### Excerpt provided

☆ ☆ ☆ ☆ ☆ ☆ ☆

Globally, there are approximately 7% of the population suffering from Pneumonia (Ruuskanen et al. ). Diagnosing pneumonia requires a review of chest radiography by specialized trained radiologists. Improving the efficiency and reach of diagnostic services is of great importance in developing countries.
Deep Neural Networks (DNN) have been experiencing a rapid, tremendous progress due to the availability of large datasets. DNNs such as ChexNet (Rajpurkar et al. ), TieNet (Wang et al. ) have been proposed by researchers to aid in early diagnosis and detection of pneumonia and there has been great success. These networks, however, have deep architectures resulting into large memory storage and computation requirements. And as such, poses a great challenge for portable medical devices and embedded systems.
Model compression is a technique for reducing such large computations and memory requirements. Various methods to do such have been proposed. Some of which include filter pruning (Li et al. ), channel pruning (He et al. ). Majority of these pruning techniques have been experimented on large DNN models for different task. To our knowledge, not much has been done for models trained for medical image detection.
Hence, the goal of this work is to build a model compression algorithm for ChexNet. The ChexNet network is chosen as the base model because it is the current state of the art technique in detecting Pneumonia on chest x-ray and as such, a reasonable choice.
Most model compression process involves training a model, pruning the model and fine-tuning the model. In this work, we have an extra condition of using an embedded device that in a way simulates a low power medical diagnostic device. As such our proposed method involves a unified model compression algorithm.
We propose a two different component to the model compression. One component is weight pruning and the other part is structured pruning. The objective of the weight pruning is to minimize the loss function while satisfying the pruning criteria.

☆ ☆ ☆ ☆ ☆ ☆ ☆

### Dataset extract
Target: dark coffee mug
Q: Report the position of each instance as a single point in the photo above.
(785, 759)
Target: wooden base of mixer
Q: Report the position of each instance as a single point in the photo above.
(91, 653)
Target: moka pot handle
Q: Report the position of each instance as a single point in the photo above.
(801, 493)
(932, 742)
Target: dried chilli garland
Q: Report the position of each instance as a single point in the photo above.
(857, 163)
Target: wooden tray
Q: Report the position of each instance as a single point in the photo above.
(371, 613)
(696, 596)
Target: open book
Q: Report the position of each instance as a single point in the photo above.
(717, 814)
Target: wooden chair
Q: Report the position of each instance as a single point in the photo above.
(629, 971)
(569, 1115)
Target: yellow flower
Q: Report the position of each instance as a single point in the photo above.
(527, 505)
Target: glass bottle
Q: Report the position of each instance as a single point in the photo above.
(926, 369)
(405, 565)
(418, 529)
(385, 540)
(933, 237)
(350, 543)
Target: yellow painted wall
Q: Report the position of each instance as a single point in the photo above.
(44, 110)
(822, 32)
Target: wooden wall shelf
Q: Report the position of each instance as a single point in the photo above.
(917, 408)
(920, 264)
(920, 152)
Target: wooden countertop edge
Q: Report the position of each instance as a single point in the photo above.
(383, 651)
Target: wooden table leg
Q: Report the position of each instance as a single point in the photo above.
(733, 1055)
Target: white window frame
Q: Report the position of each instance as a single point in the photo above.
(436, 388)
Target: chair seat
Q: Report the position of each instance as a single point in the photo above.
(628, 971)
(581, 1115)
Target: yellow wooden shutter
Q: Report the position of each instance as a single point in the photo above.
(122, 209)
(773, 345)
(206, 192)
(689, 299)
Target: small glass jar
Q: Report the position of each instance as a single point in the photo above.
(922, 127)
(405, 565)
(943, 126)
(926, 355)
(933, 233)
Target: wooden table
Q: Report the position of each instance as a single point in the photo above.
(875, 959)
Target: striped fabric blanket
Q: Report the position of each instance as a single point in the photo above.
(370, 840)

☆ ☆ ☆ ☆ ☆ ☆ ☆

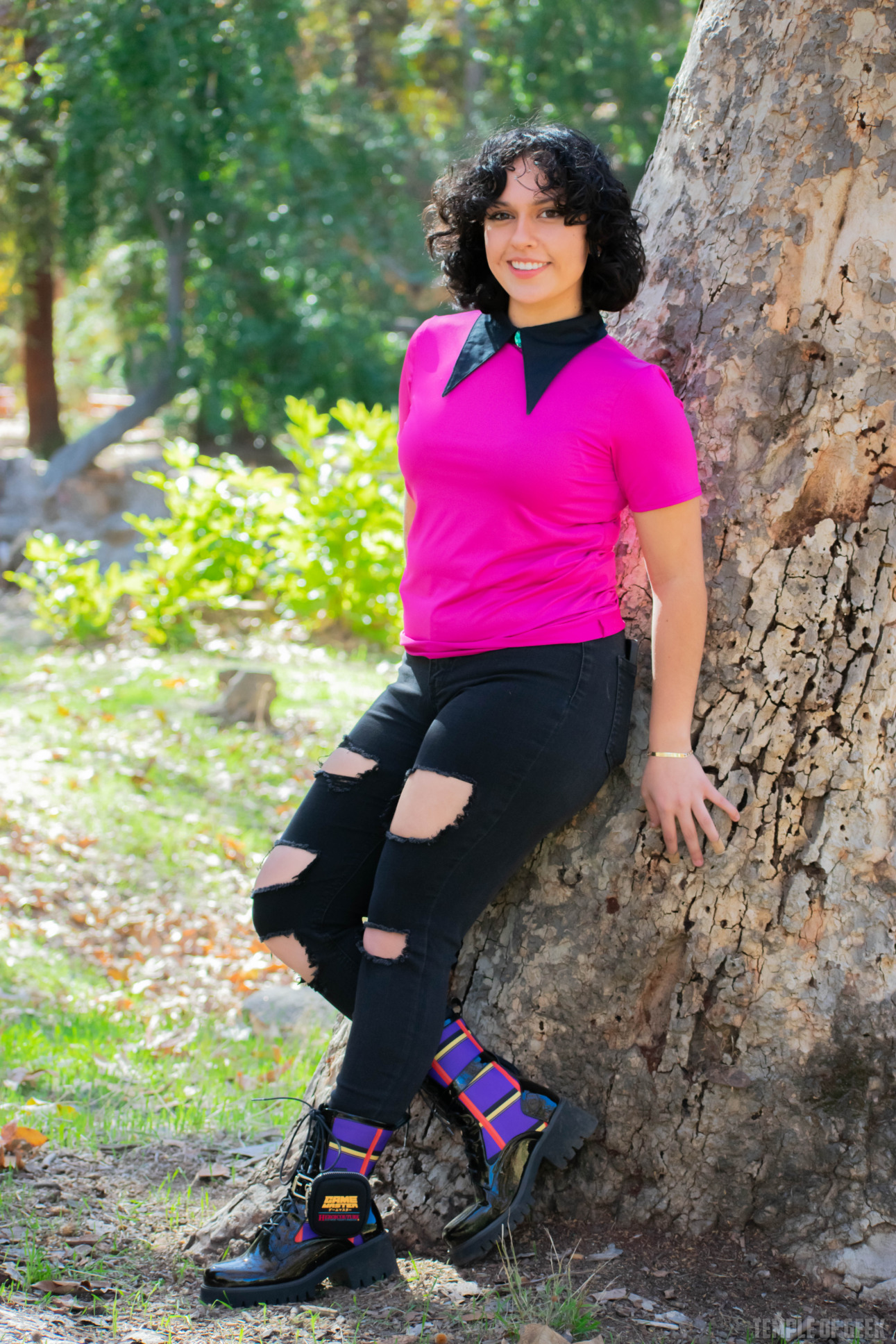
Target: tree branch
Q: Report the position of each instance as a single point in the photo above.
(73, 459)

☆ ☆ ☆ ☆ ☆ ☆ ☆

### Parts of the exercise
**a)** List every source cited with "et al." in the text above on compressing ChexNet for pneumonia detection.
**b)** Pick up the text on compressing ChexNet for pneumonia detection right after its final sentence and keep writing.

### Answers to the exercises
**a)** Ruuskanen et al., Rajpurkar et al., Wang et al., Li et al., He et al.

**b)**
The pruning criteria are constraints and one of which is the absolute value of each wight meeting a particular threshold. We have a condition of implementing on a low powered device and so, while weight pruning may reduce the computation, the memory storage could still be large. Hence, the other component is structured pruning where we aim to compress the convolutional layer in the deep network as this is where the computational overhead lies.
It is common in most African countries that diagnostic services are not easily accessible to low income earners. Hence this project has a long term vision of developing low powered embedded devices. Since these devices would involve the use of machine learning models, our methodology can be easily extended to various models for reducing memory storage and computation resources.
Importantly, our model compression algorithm would be used for multiple models that would be deployed to edge devices. Diagnosing skin diseases on mobile phone is part of the suite of projects the team is working on. Various projects within medical imaging is ongoing in the team, and hence, this model compression is an essential component for other projects in the pipeline.